+++ Text section

By Inibehe Effiong
According to a report in the Punch Newspaper of February 28, 2016, a girl of 14 years of age by name Ms Ese Oruru was allegedly abducted from her mother, Mrs Rose Oruru (a food vendor), from a community in Opolo, Yenagoa Local Government Area of Bayelsa State and taken to Kano State on August 12, 2015 where she was converted to Islam and married by her abductor, one Mr Yinusa, aka Yellow from Kura Local Government Area of Kano State.
From the report in Punch Newspaper, certain facts are deducible and imperative, namely: A minor was taken away by an adult from the care and supervision of her parents in Bayelsa State to Kano State by an adult without parental consent. The minor was allegedly converted to Islam with or without her consent. Her abductor married her without parental consent. All efforts by her parents to rescue her were rebuffed by the Chief of a village in Tufa, in Kura Local Government Area of Kano State and by the Kano Emirate Council. The Emir of Kano and the Kano Emirate Council abetted the purported conversion and marriage of the minor. The abductor was given protection by the Nigeria Police Force.
In dissecting the legal implications of the above, I am guided by the need to obviate sensational submissions which are capable of causing ethno-religious altercations and acrimony. This article is not in anyway intended to offend the religious sentiments or sensibilities of those who are averse to a discussion of the subject matter under consideration. However, this cautious approach will not prejudice an analysis of the truth and justice of this case.
Nigeria has two basic penal jurisdictions; the North and the South. While the Penal Code applies to the Northern States and the Federal Capital Territory (FCT), the Criminal Code applies to the Southern States. It should be noted that most States in the country have domesticated the provisions of both legislations with little or no modifications.
Abduction of a person by another is an offence punishable on conviction with imprisonment, fine or both, depending on the extent provisions of the applicable legislation.
Section 272 of the Penal Code which applies in Kano State where the suspect (Mr Yinusa) resides, defines abduction in the following terms: “Whoever by force compels or deceitful means induces any person to go from any place, is said to abduct that person. Section 273 of the Penal Code states that “whoever kidnaps or abducts any person shall be punished with imprisonment for a term which extend to ten years and shall also be liable to fine.”
Under the definition Section reproduced above, the offence of abduction is constituted in the North when a person causes another to go from any place, either by force or through deceitful means. What amounts to deceit is a question of fact depending on the circumstances of the case. In the instant case, there is no argument about the fact that Mr Yinusa caused Ms Ese to go from a place (Bayelsa State) to Kano State. Whether this movement was orchestrated forcefully or through deceitful means depends on certain considerations, the testimony of the suspect, the victim and that of her parents.

++++++
+++ Supplied entries

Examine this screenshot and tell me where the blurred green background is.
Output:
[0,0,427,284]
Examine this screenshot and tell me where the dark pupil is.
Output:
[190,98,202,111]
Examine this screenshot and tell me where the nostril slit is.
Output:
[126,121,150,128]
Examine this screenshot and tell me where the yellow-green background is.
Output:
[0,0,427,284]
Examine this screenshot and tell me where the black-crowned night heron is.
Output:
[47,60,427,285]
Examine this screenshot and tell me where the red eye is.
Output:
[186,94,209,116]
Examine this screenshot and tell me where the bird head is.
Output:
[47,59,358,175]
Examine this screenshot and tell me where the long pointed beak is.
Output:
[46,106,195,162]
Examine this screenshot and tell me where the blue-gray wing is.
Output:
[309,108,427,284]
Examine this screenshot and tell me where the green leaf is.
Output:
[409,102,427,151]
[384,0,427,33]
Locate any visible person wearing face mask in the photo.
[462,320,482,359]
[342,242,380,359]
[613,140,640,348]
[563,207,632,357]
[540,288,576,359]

++++++
+++ Supplied entries

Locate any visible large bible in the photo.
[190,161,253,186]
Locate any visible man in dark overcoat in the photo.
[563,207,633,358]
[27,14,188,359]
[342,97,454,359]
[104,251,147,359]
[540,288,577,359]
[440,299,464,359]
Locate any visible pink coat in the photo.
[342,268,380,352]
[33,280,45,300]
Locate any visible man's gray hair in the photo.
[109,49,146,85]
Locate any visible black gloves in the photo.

++++++

Stated problem 1 – Please write out the article on the Ese Oruru case from "Abduction of a" up to and including "the applicable legislation.", replacing "imprisonment" with "incarceration".
Stated problem 2 – Give the lines of the records from the line with "Examine this screenshot and tell me where the yellow-green" up to and including the line with "[186,94,209,116]" as a numbered list, omitting blank lines.
The records have no connection to the article on the Ese Oruru case.

Written answer 1 –
Abduction of a person by another is an offence punishable on conviction with incarceration, fine or both, depending on the extent provisions of the applicable legislation.

Written answer 2 –
1. Examine this screenshot and tell me where the yellow-green background is.
2. Output:
3. [0,0,427,284]
4. Examine this screenshot and tell me where the black-crowned night heron is.
5. Output:
6. [47,60,427,285]
7. Examine this screenshot and tell me where the red eye is.
8. Output:
9. [186,94,209,116]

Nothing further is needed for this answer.